(Records)
▼
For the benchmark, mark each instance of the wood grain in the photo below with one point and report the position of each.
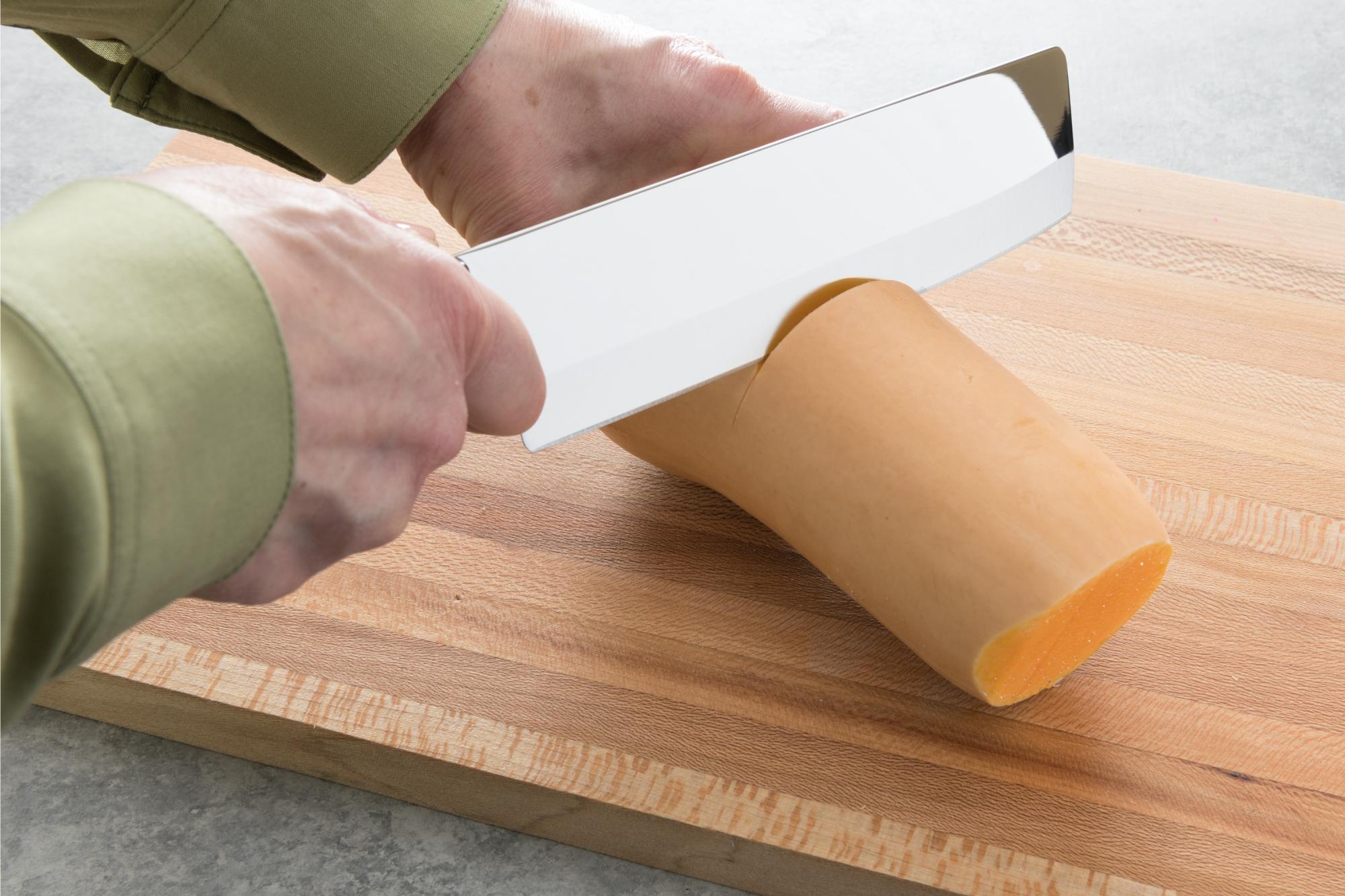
(579, 646)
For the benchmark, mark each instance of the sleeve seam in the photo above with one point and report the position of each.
(436, 93)
(284, 362)
(81, 378)
(202, 36)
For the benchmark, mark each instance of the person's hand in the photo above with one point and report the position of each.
(566, 107)
(395, 353)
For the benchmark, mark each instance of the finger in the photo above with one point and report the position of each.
(505, 386)
(786, 116)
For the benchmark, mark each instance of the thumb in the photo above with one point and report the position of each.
(505, 385)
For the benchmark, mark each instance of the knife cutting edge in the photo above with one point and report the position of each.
(638, 299)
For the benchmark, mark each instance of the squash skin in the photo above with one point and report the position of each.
(922, 477)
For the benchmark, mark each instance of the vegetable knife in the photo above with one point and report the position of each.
(638, 299)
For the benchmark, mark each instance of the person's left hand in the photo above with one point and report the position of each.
(566, 107)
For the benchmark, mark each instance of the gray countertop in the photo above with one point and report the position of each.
(1233, 89)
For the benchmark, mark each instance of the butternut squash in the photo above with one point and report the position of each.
(929, 483)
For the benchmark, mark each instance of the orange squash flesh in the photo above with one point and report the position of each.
(929, 483)
(1039, 653)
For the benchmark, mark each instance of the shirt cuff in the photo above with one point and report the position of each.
(169, 337)
(338, 84)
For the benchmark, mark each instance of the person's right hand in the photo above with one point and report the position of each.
(395, 353)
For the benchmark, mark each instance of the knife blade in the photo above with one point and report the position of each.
(638, 299)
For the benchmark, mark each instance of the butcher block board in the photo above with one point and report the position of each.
(579, 646)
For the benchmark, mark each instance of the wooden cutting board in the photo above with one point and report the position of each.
(579, 646)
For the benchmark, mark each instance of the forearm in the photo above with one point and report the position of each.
(315, 87)
(147, 420)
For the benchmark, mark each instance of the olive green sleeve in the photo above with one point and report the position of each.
(313, 85)
(147, 420)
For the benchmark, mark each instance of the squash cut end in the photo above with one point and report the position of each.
(1039, 653)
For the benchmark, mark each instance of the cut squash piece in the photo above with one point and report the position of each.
(929, 483)
(1039, 653)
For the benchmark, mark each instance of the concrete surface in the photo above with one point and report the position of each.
(1235, 89)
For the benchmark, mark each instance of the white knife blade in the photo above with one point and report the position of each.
(645, 296)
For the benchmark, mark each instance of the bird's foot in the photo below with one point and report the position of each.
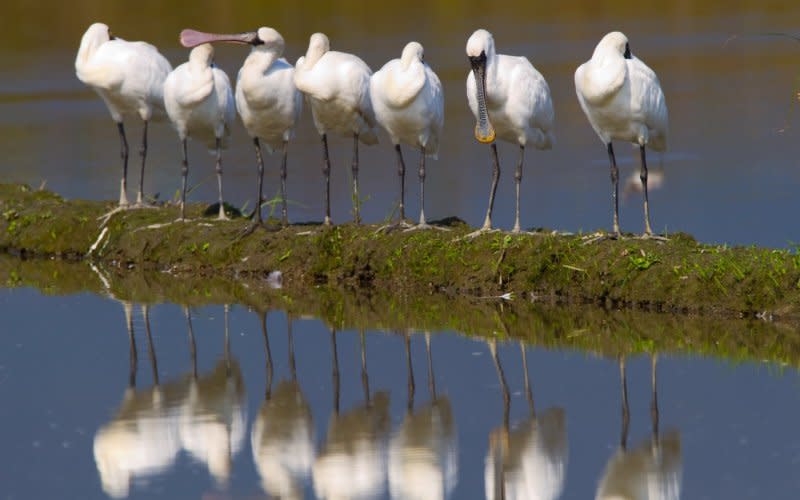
▲
Requirement: Gather every line of the data above that contains the word "cutting". Treat uppercase and lowercase letters as different.

Answer for this exercise:
For the benchmark, mark each instance of the knife cutting edge in the photo above with one point and report the position of each.
For the benchmark, mark each instance of the wooden cutting board in the photo above with one point and report the position of each.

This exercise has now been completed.